Dataset records -

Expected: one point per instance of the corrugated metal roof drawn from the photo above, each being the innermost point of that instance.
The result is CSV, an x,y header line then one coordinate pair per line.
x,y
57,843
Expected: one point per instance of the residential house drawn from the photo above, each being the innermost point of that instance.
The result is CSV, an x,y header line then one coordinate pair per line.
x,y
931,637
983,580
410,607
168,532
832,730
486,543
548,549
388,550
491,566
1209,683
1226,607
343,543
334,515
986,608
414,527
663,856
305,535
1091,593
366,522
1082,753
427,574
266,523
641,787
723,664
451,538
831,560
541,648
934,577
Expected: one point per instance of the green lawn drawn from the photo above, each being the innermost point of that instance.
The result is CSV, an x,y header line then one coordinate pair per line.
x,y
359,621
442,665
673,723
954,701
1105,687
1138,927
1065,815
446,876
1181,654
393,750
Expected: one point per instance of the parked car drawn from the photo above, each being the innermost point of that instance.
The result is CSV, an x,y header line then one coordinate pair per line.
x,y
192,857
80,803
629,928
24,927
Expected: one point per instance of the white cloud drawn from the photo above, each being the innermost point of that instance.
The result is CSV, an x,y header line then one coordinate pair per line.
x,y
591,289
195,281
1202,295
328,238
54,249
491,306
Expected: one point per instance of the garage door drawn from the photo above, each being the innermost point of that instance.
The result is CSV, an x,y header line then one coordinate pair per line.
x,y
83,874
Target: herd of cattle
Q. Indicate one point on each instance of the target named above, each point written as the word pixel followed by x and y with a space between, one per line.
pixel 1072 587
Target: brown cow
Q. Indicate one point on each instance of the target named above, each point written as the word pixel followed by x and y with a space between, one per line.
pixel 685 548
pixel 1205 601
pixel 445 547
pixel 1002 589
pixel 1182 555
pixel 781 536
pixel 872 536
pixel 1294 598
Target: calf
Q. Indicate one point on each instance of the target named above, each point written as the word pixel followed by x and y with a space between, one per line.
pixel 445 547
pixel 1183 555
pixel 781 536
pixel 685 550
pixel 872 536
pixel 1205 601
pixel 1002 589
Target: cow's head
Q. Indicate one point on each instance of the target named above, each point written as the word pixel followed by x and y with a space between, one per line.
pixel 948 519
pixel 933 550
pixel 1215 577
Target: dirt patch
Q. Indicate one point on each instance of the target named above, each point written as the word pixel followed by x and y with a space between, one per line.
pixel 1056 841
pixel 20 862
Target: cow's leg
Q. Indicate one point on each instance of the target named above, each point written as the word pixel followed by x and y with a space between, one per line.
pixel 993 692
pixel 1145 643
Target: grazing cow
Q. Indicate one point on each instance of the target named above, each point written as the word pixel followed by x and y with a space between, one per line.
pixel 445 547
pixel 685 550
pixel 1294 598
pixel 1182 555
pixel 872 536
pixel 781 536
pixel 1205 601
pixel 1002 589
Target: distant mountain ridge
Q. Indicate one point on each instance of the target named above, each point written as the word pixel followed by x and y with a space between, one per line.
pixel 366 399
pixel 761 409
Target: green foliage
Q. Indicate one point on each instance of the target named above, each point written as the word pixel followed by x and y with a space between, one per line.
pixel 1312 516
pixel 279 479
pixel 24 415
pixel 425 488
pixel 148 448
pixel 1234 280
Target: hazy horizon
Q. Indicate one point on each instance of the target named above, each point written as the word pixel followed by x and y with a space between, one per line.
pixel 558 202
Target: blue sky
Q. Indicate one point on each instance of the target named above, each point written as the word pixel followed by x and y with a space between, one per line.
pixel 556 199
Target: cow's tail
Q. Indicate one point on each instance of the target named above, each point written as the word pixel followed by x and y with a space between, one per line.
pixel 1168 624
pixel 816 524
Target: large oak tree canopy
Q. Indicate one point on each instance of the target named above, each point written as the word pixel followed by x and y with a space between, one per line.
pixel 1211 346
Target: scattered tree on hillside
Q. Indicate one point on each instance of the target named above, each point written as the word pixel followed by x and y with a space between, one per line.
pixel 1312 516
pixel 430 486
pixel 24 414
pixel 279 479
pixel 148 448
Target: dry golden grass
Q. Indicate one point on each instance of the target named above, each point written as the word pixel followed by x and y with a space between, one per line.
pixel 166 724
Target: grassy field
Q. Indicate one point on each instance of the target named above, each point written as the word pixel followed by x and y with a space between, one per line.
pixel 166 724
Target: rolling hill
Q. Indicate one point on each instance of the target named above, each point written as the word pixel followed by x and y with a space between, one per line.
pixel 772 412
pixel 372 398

Exercise objective -
Would you copy all lines in the records where the string "Expected" appears?

Output for this exercise -
Expected: one point per instance of the corrugated metal roof drawn from the photo above, each being the innermost point of that instance.
Expected: one point per instance of the residential house drawn from the photo above, each being the innermost point of that instance.
Expected: one point per instance of the green lawn drawn from the photo above, each being the innermost point of that instance.
Expected: one point per instance of the parked car drawn from the photo above, each being the innermost point of that instance.
Expected: one point per instance of the white cloud drawn from the photo above, each being the innermost point of that instance.
Expected: one point per instance of the garage door drawn from the photo above, each being the innermost point of that instance.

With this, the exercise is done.